**Problem description:** Every entry below needs to be repeated exactly.

*** Opening of Data for this exercise ***

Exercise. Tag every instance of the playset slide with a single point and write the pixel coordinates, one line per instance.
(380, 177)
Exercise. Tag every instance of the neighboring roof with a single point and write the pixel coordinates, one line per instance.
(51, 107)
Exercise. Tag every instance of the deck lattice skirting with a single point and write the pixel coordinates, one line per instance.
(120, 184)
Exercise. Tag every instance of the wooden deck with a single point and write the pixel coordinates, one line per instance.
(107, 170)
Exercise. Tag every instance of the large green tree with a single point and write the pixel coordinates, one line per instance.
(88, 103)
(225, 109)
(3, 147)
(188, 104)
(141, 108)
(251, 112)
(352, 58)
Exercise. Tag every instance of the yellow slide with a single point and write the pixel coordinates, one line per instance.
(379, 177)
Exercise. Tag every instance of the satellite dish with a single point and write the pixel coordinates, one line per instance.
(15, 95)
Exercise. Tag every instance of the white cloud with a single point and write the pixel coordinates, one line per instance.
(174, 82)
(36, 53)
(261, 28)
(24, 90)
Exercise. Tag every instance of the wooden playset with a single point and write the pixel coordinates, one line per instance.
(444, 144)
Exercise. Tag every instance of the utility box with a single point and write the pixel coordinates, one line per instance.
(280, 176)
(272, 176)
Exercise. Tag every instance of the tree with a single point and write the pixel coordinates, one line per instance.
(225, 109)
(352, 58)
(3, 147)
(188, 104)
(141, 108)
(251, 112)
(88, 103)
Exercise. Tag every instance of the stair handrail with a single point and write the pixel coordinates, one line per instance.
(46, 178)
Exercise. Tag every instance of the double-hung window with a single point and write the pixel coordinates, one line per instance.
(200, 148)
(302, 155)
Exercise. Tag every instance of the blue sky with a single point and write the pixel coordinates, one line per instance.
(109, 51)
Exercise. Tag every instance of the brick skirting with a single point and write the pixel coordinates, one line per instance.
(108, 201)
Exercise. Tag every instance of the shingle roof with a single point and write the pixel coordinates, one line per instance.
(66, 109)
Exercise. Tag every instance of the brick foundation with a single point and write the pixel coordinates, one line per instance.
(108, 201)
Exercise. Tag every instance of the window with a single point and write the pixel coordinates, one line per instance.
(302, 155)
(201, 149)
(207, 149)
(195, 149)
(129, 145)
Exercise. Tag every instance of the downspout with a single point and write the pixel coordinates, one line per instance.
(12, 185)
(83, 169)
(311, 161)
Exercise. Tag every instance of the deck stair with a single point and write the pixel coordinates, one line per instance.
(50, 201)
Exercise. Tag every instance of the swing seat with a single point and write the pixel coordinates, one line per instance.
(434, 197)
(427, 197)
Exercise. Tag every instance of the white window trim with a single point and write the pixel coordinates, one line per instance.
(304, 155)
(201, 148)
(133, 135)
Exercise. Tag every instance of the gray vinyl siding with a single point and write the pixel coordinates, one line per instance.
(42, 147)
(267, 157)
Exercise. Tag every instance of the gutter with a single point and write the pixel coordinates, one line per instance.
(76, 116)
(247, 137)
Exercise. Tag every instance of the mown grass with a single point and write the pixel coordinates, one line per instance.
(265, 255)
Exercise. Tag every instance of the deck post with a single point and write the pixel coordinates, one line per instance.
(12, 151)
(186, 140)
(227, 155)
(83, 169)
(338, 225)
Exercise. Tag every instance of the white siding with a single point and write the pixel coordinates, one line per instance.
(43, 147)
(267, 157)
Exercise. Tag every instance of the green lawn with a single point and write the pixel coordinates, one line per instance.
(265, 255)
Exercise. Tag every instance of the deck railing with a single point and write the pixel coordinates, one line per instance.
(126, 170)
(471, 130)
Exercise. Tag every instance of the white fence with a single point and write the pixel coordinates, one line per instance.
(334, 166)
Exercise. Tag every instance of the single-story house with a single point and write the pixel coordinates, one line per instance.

*** Close of Data for this exercise ***

**Response to the task:**
Exercise. Tag every instance of the playset slide with a single point and write the pixel coordinates, one line per instance.
(380, 177)
Exercise. Tag every instance of the neighboring roof with a single point and write the pixel coordinates, one line per instance.
(51, 107)
Exercise. Tag every instance of the deck lattice skirting with a single point and write the pixel coordinates, one line per instance.
(120, 184)
Exercise. Tag every instance of the wooden deck with a single point and write the pixel coordinates, one line per instance.
(107, 170)
Exercise. Tag every instance of the large green tree with a single point and write the pixel coordinates, one line per instance.
(88, 103)
(225, 109)
(3, 147)
(188, 104)
(141, 108)
(251, 112)
(352, 58)
Exercise. Tag every instance of the yellow slide with a single point and write the pixel coordinates, one line per instance.
(379, 177)
Exercise. Tag every instance of the satellite dish with a single point and write the pixel coordinates, one line per instance.
(15, 95)
Exercise. Tag every instance of the white cloud with a single point and write the pixel coordinates, one line per instance.
(174, 82)
(36, 53)
(261, 28)
(24, 90)
Exercise. Tag every instance of the wooden playset with a single point and write the pixel coordinates, one line per instance.
(444, 144)
Exercise. Tag every instance of the utility box with a single point and write the pixel coordinates, one line per instance.
(280, 176)
(272, 176)
Exercise. Tag every instance of the tree with a single point and write the pixel coordinates, one line per instance.
(225, 109)
(352, 58)
(3, 147)
(188, 104)
(141, 108)
(251, 112)
(88, 103)
Exercise. Tag every instance of the stair handrail with a single point and write the pixel coordinates, one line per instance.
(46, 178)
Exercise. Tag every instance of the double-hung window with a single point and write the pixel coordinates, one line per instance.
(200, 148)
(302, 155)
Exercise. Tag every instance of the blue sky with a single point and write the pixel coordinates, one line per instance.
(109, 51)
Exercise. Tag every instance of the brick skirting with a single point and write the pixel coordinates, one line per instance.
(108, 201)
Exercise. Tag every instance of the shingle roof with a single point and write the pixel coordinates, one line per instance.
(66, 109)
Exercise. Tag every instance of the brick foundation with a single point and write the pixel coordinates, one line per instance.
(108, 201)
Exercise. Tag every instance of the window with a single point and write the pixel coordinates, one line per instance.
(302, 155)
(201, 149)
(207, 149)
(195, 149)
(129, 145)
Exercise. Tag every instance of the downspout with a single point and write the pixel coordinates, one line per instance.
(12, 185)
(83, 169)
(311, 161)
Exercise. Tag every instance of the deck stair with a single point and write the pixel coordinates, one line per instance.
(50, 201)
Exercise. Tag every instance of the swing seat with a single point and write the pixel coordinates, one line per instance.
(434, 197)
(427, 197)
Exercise. Tag every instance of the white window trim with a single point and write the pixel coordinates, one line per instance.
(304, 155)
(201, 148)
(133, 135)
Exercise. Tag every instance of the gray vinyl siding with a single point and write the pixel coordinates, one line per instance.
(42, 147)
(267, 157)
Exercise. Tag every instance of the gutter with a single point and write the pixel coordinates, one line per instance.
(76, 116)
(247, 137)
Exercise. Tag every instance of the mown grass with a single point and write the pixel coordinates, one line per instance.
(265, 255)
Exercise. Tag every instance of the deck post with a single point and write the pixel coordinates, one line per instance.
(12, 151)
(186, 140)
(227, 155)
(83, 169)
(338, 225)
Exercise. Tag every instance of the white siding with a single point and write the pixel coordinates, one line per instance.
(43, 147)
(267, 157)
Exercise. Tag every instance of the green lawn with a single point and write the pixel coordinates, one line per instance.
(265, 255)
Exercise. Tag every instance of the deck railing with a single point and write the pixel coordinates, one line per instance.
(126, 170)
(471, 130)
Exercise. Tag every instance of the white fence with a single point and write the pixel coordinates, one line per instance.
(334, 166)
Exercise. Tag every instance of the single-story house with a single point and write the pixel coordinates, one line per instance.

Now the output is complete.